** Opening GIVEN ENTRIES block **

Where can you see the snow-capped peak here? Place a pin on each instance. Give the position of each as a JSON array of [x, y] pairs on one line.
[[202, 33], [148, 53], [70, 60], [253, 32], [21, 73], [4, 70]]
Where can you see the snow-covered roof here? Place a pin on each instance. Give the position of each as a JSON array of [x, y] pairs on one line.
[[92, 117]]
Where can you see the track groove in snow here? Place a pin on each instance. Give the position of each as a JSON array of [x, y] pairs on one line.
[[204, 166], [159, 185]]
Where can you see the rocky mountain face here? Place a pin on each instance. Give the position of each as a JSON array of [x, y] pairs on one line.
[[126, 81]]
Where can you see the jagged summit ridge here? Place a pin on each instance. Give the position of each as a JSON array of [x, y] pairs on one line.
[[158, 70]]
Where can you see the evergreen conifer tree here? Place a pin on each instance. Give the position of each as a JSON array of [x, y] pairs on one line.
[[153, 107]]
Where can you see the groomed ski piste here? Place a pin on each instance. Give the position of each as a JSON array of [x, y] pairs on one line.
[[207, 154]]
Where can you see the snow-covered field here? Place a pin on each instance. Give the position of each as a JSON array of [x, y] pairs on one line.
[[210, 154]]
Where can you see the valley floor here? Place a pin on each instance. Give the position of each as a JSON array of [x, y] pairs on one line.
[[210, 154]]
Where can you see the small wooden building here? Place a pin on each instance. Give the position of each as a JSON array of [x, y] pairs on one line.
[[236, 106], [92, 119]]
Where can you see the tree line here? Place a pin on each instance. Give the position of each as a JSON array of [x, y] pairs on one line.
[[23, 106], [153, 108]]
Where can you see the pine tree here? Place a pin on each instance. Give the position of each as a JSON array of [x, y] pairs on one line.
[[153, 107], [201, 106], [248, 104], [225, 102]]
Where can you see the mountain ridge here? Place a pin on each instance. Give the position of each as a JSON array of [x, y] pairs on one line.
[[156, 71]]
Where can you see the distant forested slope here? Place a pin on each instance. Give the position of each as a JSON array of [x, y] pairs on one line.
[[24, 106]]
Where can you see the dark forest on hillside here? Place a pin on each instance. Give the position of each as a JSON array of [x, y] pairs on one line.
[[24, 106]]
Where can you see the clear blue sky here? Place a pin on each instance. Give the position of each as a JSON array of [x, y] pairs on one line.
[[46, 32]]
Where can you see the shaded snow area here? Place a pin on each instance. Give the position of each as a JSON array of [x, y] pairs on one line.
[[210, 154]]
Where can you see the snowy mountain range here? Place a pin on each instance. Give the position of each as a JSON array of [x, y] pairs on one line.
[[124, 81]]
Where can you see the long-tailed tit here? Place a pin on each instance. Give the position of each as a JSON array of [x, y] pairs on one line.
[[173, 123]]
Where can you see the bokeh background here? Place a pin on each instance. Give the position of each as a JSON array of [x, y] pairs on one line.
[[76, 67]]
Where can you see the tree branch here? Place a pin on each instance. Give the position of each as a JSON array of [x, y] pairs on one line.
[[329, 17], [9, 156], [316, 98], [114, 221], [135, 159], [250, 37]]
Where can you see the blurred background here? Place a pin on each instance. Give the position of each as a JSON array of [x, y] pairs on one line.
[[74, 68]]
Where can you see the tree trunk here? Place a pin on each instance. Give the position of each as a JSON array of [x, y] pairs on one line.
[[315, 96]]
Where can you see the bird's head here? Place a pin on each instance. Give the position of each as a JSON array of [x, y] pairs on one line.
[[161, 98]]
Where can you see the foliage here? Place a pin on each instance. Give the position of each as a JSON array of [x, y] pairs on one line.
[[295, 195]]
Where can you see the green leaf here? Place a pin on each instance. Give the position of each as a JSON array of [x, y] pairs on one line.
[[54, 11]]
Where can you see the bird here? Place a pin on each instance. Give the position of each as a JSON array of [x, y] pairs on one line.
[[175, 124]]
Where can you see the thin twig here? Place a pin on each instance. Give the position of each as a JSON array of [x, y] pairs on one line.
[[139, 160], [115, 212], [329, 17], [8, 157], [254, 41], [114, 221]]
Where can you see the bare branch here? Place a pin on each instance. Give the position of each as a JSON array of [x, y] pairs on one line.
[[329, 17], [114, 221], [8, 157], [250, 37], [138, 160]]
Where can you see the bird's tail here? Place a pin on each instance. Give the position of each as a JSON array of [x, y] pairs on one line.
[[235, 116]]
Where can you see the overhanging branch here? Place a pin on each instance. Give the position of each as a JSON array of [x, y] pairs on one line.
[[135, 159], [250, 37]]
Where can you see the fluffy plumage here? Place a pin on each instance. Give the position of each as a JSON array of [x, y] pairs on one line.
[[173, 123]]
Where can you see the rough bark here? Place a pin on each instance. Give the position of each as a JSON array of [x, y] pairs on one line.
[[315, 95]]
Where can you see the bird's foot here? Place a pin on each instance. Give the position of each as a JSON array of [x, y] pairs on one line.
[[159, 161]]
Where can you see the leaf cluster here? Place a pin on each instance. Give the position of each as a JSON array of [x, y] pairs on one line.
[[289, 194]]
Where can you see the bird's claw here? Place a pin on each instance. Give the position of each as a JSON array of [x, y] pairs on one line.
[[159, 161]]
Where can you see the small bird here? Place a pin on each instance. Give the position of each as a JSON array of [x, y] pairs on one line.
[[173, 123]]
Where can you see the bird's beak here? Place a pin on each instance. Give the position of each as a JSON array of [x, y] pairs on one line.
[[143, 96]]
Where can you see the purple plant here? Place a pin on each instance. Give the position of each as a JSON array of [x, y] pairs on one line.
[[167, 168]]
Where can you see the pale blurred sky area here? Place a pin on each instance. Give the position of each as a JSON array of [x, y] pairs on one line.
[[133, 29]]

** Closing GIVEN ENTRIES block **

The lines from the one containing "Where can you see the bird's beak" through the last line of the records are the answer; set them down exactly and add nothing.

◆ TASK SOLUTION
Where can you see the bird's beak here? Place a pin on each instance. Give the position of each as a JSON array of [x, y] pairs on one line.
[[143, 96]]
Where can you see the purple plant here? Place a pin on each instance. Give the position of each as a JSON array of [x, y] pairs on one line.
[[167, 168]]
Where can you see the pale blurred sky area here? Place a pin on each instance. Give the position of each as a JSON array of [x, y] pairs on one line.
[[133, 29]]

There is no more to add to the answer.